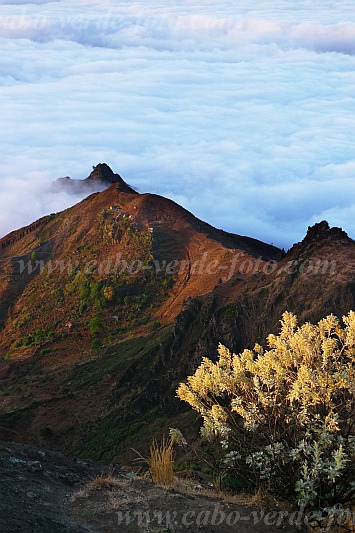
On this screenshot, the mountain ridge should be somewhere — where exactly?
[0,164,355,460]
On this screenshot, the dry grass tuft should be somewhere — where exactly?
[134,439,174,487]
[148,439,174,486]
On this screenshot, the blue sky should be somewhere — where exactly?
[0,0,355,248]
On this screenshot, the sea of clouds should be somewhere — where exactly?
[0,0,355,248]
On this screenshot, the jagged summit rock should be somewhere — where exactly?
[52,163,136,194]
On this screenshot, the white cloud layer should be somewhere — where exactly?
[0,0,355,248]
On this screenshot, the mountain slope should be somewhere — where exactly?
[0,165,355,460]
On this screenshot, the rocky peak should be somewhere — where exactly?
[302,220,351,244]
[287,220,353,257]
[86,163,123,183]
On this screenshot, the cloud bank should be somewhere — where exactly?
[0,0,355,248]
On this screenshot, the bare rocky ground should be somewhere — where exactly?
[0,442,308,533]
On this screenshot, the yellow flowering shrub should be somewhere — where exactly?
[177,311,355,521]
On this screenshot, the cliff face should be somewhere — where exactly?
[0,166,355,460]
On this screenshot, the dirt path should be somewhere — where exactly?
[0,443,308,533]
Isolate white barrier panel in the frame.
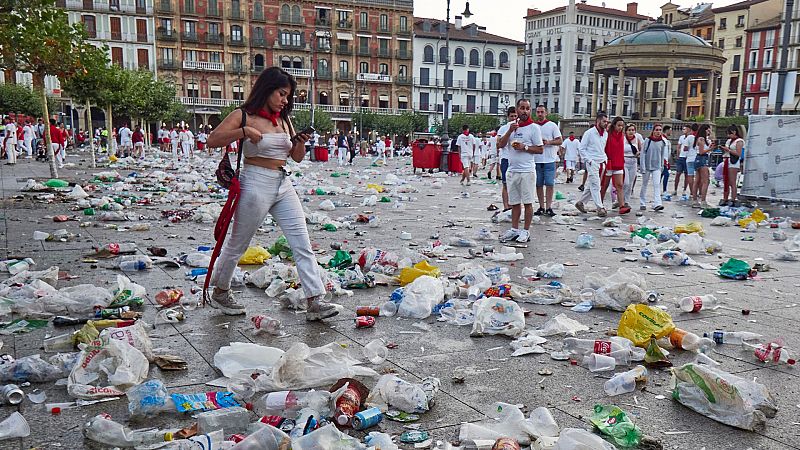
[741,115,800,202]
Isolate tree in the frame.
[0,0,98,178]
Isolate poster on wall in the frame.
[741,115,800,202]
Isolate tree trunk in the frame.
[33,73,58,178]
[86,101,97,169]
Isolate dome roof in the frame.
[606,23,711,47]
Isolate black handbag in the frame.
[215,110,247,189]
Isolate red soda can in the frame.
[356,306,381,317]
[356,316,375,328]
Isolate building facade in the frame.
[413,16,524,127]
[523,0,652,118]
[739,16,781,114]
[155,0,413,130]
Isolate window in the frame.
[455,47,464,66]
[483,50,494,67]
[419,67,431,86]
[469,48,481,66]
[422,45,433,62]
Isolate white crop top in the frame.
[242,133,292,160]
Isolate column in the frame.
[615,67,625,117]
[681,76,689,120]
[664,66,675,120]
[705,70,716,120]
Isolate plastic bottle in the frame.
[703,330,763,345]
[603,365,647,396]
[678,294,720,312]
[197,406,250,435]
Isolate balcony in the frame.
[278,14,304,25]
[228,36,247,47]
[356,72,392,83]
[155,27,178,41]
[183,60,225,72]
[181,31,199,42]
[283,67,311,78]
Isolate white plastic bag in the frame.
[468,297,525,337]
[67,336,150,399]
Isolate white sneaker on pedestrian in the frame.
[500,228,520,242]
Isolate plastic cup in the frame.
[363,339,389,364]
[583,353,617,372]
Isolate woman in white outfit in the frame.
[208,67,339,320]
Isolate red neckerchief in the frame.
[256,109,281,127]
[517,117,533,128]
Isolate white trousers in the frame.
[580,161,606,208]
[210,164,325,297]
[639,170,661,207]
[622,156,639,202]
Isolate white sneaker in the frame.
[500,229,520,242]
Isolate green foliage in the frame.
[0,84,43,117]
[447,113,500,136]
[292,108,334,134]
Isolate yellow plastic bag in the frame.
[617,303,675,348]
[675,222,706,236]
[239,245,272,264]
[367,183,386,194]
[739,209,767,228]
[399,261,442,286]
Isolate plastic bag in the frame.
[398,260,442,286]
[718,258,750,280]
[672,363,778,431]
[67,336,150,399]
[468,297,525,337]
[397,275,444,319]
[239,245,272,265]
[674,222,705,236]
[589,405,642,447]
[617,304,675,348]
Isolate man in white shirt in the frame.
[575,112,608,217]
[497,106,517,211]
[22,120,36,159]
[498,98,544,243]
[456,125,475,186]
[533,105,564,217]
[561,131,581,183]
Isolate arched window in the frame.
[483,50,494,67]
[422,45,433,62]
[469,48,481,66]
[500,52,509,69]
[439,47,447,63]
[456,47,464,66]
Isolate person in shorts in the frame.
[499,98,544,243]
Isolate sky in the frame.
[414,0,739,41]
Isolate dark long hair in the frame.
[242,67,297,123]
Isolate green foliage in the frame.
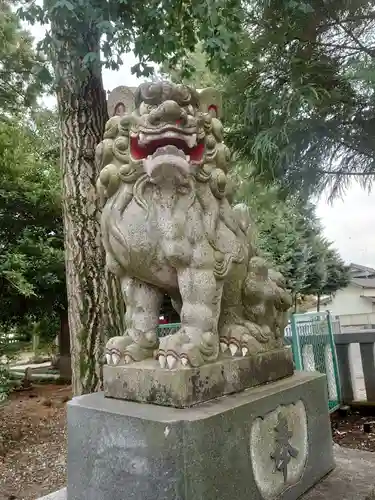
[0,111,66,342]
[0,0,50,118]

■ ■ ■

§ **Instruction**: Copy the listing above word for word, from the first line to the last, and leave out the pictures.

§ **Reply to the task**:
On this screenshot, the mountain ridge should be somewhere — where exactly?
[0,164,355,460]
On this screenshot, the dry grass tuft should be somewhere — where exactly?
[134,439,174,487]
[148,439,174,486]
On this screenshot, the blue sky should be somewhere — where exactly?
[0,0,355,248]
On this screenshot, the sea of clouds should be somewhere — where exactly?
[0,0,355,248]
On this screenshot, the jagged summit rock should be somewhere — where exactly?
[52,163,136,194]
On this screenshot, the white cloud layer should be somewhere — where exactly?
[0,0,355,248]
On this screenshot, the mountain slope should be somewhere — where exactly?
[0,165,355,460]
On this screenshot, the rocky peak should be somewhere — where exactly?
[302,220,351,244]
[287,220,353,257]
[86,163,123,183]
On this screenshot, the cloud bank should be somewhere — where exactly?
[0,0,355,248]
On this screenshot, the bare rocky ground should be somewhere — where exactly?
[0,442,308,533]
On this screenshot, the yellow flowering shrub should be somewhere — where exactly?
[177,311,355,521]
On this screenshot, the cliff face should be somewhere — where exactly?
[0,166,355,460]
On this screenshot, the dirt path should be somewhere — where exactly?
[0,443,308,533]
Isolate white barrier panel in the frame.
[741,115,800,202]
Isolate tree in the frame.
[0,0,98,178]
Isolate poster on wall in the frame.
[741,115,800,202]
Isolate tree trunk in the frame.
[33,73,58,178]
[86,101,97,169]
Isolate dome roof in the frame.
[606,23,711,47]
Isolate black handbag in the frame.
[215,110,247,189]
Isolate red soda can in the frame.
[356,306,381,317]
[356,316,375,328]
Isolate building facade in the frame.
[413,16,524,127]
[523,0,652,118]
[739,16,781,114]
[155,0,413,130]
Isolate window in the frame.
[455,47,464,66]
[483,50,494,67]
[419,67,431,86]
[469,48,481,66]
[422,45,433,62]
Isolate white crop top in the frame.
[242,133,292,160]
Isolate column in the frame.
[615,67,625,117]
[681,76,689,120]
[664,66,675,120]
[705,70,716,120]
Isolate plastic bottle in the frame.
[703,330,763,345]
[603,365,647,396]
[678,294,720,312]
[197,406,250,435]
Isolate balcony in the frame.
[278,14,304,25]
[228,36,247,47]
[356,72,392,83]
[155,27,178,41]
[183,60,225,72]
[181,31,199,42]
[283,67,311,78]
Isolate white plastic bag in the frame.
[468,297,525,337]
[67,336,150,399]
Isolate white sneaker on pedestrian in the frame.
[500,228,520,242]
Isolate plastic cup in the frame.
[363,339,389,364]
[583,353,617,372]
Isolate woman in white outfit in the frame.
[208,67,339,320]
Isolate red neckerchief in the frame.
[256,109,281,127]
[517,117,533,128]
Isolate white trousers in the frame.
[580,161,606,208]
[210,164,325,297]
[639,170,661,207]
[622,156,639,202]
Isolate white sneaker in the frame.
[500,229,520,242]
Isolate green foliage in the frame.
[0,84,43,117]
[447,113,500,136]
[292,108,334,134]
Isolate yellow plastic bag in the frame.
[617,303,675,348]
[675,222,706,236]
[239,245,272,264]
[367,183,386,194]
[739,209,767,228]
[399,261,442,286]
Isolate plastic bag in the frame.
[398,260,442,286]
[718,258,750,280]
[672,363,778,431]
[67,336,150,399]
[468,297,525,337]
[397,275,444,319]
[239,245,272,265]
[674,222,705,236]
[589,405,642,447]
[617,304,675,348]
Isolate man in white shirt in the frame.
[575,112,608,217]
[497,106,517,211]
[22,120,36,159]
[498,98,544,243]
[456,125,475,186]
[533,105,564,217]
[561,131,581,183]
Isolate arched window in the frame.
[483,50,494,67]
[422,45,433,62]
[469,48,481,66]
[500,52,509,69]
[439,47,447,63]
[456,47,464,66]
Isolate person in shorts in the frame.
[499,98,544,243]
Isolate sky in the frame.
[414,0,739,41]
Isolate dark long hair in the frame.
[242,67,297,123]
Isolate green foliage in the frame.
[0,111,66,342]
[0,0,50,118]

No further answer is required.